Set exercise: Repeat every line exactly, keeping the pictures out of the copy.

(Dataset excerpt)
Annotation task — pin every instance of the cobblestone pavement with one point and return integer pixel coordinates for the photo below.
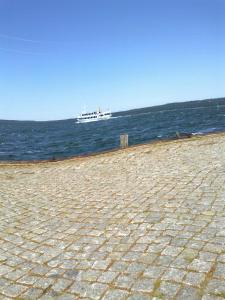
(146, 222)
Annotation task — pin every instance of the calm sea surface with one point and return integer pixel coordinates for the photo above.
(28, 140)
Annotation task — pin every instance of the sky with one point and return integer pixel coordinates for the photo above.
(59, 56)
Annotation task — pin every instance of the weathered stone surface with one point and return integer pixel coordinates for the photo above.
(146, 222)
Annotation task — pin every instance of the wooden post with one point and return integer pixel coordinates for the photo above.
(123, 140)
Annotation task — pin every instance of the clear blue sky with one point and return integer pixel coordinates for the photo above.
(57, 56)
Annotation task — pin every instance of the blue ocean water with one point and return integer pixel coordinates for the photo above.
(30, 140)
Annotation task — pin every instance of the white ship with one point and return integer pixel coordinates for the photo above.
(94, 116)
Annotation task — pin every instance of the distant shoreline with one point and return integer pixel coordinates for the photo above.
(154, 108)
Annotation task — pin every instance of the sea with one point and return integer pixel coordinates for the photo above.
(54, 140)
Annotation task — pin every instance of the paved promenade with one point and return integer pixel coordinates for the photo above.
(147, 222)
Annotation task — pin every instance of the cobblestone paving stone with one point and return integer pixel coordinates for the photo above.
(147, 222)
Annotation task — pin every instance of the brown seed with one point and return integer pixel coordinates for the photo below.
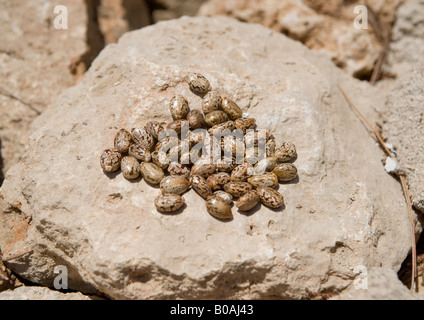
(122, 141)
(151, 172)
(242, 172)
(169, 202)
(218, 208)
(161, 159)
(142, 137)
(140, 152)
(270, 197)
(130, 167)
(248, 201)
(231, 108)
(228, 198)
(196, 119)
(174, 185)
(245, 123)
(179, 107)
(218, 180)
(286, 152)
(238, 189)
(215, 117)
(110, 160)
(211, 102)
(285, 172)
(198, 83)
(154, 128)
(178, 169)
(268, 179)
(200, 185)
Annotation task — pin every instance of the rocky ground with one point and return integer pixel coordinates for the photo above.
(345, 211)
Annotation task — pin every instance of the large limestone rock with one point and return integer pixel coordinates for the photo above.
(403, 127)
(344, 211)
(37, 62)
(326, 26)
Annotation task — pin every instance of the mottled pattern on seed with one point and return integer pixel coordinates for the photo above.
(110, 160)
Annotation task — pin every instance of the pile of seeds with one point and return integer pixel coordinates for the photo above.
(218, 152)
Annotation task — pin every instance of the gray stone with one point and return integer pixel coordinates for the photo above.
(343, 211)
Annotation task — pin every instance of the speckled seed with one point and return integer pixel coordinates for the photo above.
(169, 203)
(110, 160)
(200, 185)
(167, 143)
(225, 127)
(151, 172)
(179, 107)
(140, 152)
(245, 123)
(174, 185)
(203, 169)
(270, 197)
(130, 167)
(154, 128)
(195, 118)
(242, 172)
(231, 108)
(218, 208)
(226, 164)
(215, 117)
(228, 198)
(218, 180)
(178, 125)
(286, 152)
(238, 189)
(268, 179)
(122, 140)
(142, 137)
(265, 165)
(178, 169)
(270, 148)
(285, 172)
(161, 159)
(198, 83)
(212, 101)
(248, 201)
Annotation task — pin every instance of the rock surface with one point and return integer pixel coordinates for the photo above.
(379, 284)
(344, 210)
(40, 293)
(116, 17)
(321, 25)
(31, 46)
(404, 128)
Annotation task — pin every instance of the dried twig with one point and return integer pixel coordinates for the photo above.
(404, 187)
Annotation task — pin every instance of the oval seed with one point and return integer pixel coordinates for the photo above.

Finished exercise:
Annotation task — pin every instance of the cobblestone pavement with one point and return integer pixel coordinates for the photo below.
(146, 222)
Annotation task — pin every instance of the calm sea surface with one point and return integer pixel coordinates for the photo above.
(28, 140)
Annotation task — pin every instance of the sky with one point and return integer pixel coordinates for the photo above.
(59, 56)
Annotation task — pin every instance of the weathered stone surface with one point and return integer pixel coordinates for the photo above.
(146, 222)
Annotation task — pin every instance of the wooden post with one point and return integer pixel coordinates for the photo above.
(123, 140)
Annotation task — pin every instance of the clear blue sky with one point and return integer pixel coordinates for the photo above.
(57, 56)
Annotation task — pin every instance of the blue ocean water with one point and return integer pixel coordinates for the photo above.
(30, 140)
Annotation task — pin every instance of the white ship with one point and return integer pixel coordinates for the photo above.
(94, 116)
Annotation task — pin every instance of the distant shoreline with one point and return integer pixel coordinates for the photo above.
(154, 108)
Annotation task — pin every instance of the sea with one point and return integer pixel coordinates for the photo above.
(54, 140)
Annotation task — pin every instance of the paved promenade with one point and return integer pixel coordinates for the photo above.
(147, 222)
Annotation task — pin every instance of the cobblestone paving stone with one point and return integer pixel coordinates for the photo above.
(147, 222)
Annotation task — pin every instance of the brown seed with one point and return integer pixel coordinates for the photo below.
(122, 141)
(151, 172)
(242, 172)
(169, 202)
(218, 208)
(161, 159)
(142, 137)
(140, 152)
(270, 197)
(130, 167)
(248, 201)
(231, 108)
(228, 198)
(196, 119)
(174, 185)
(245, 123)
(179, 107)
(218, 180)
(286, 152)
(238, 189)
(215, 117)
(110, 160)
(211, 102)
(285, 172)
(198, 83)
(154, 128)
(178, 169)
(268, 179)
(200, 185)
Annotation task — pin every instance of the rocky ground with one point and return integer pixel coordinates for the photo above.
(345, 211)
Annotation task — pin every instance of the large limestone rock with one point and return integer pixel coordinates for the photo above.
(403, 127)
(344, 211)
(37, 62)
(326, 26)
Annotation task — pin every instance of the mottled pattern on seed with one point and return integer pixel coordinates for the photo above.
(110, 160)
Annotation task — pin every instance of the pile of seeds with one point and return integer pixel coordinates for the photo above.
(218, 152)
Annotation task — pin every instance of the gray stone with one point and return integer pixel coordinates for the photo above.
(343, 211)
Annotation task — pin every instance of the speckled seed with one point and return integer pixel coordinates for the photo above.
(169, 203)
(110, 160)
(200, 185)
(167, 143)
(225, 127)
(151, 172)
(179, 107)
(140, 152)
(245, 123)
(174, 185)
(203, 169)
(270, 197)
(130, 167)
(154, 128)
(195, 118)
(242, 172)
(231, 108)
(218, 208)
(226, 164)
(215, 117)
(228, 198)
(218, 180)
(178, 125)
(286, 152)
(238, 189)
(268, 179)
(122, 140)
(142, 137)
(265, 165)
(178, 169)
(270, 148)
(285, 172)
(161, 159)
(198, 83)
(212, 101)
(248, 201)
Annotation task — pin every instance of the rock surface with one point and return integer pixel coordinates for the photo above.
(379, 284)
(344, 210)
(40, 293)
(116, 17)
(321, 25)
(31, 46)
(404, 128)
Annotation task — pin every instance of the dried twig with one point and return integer pixel coordinates for the photo above.
(404, 187)
Annotation task — pin every instance of the oval seed with one point and return integer pixel coordinates for the photo above.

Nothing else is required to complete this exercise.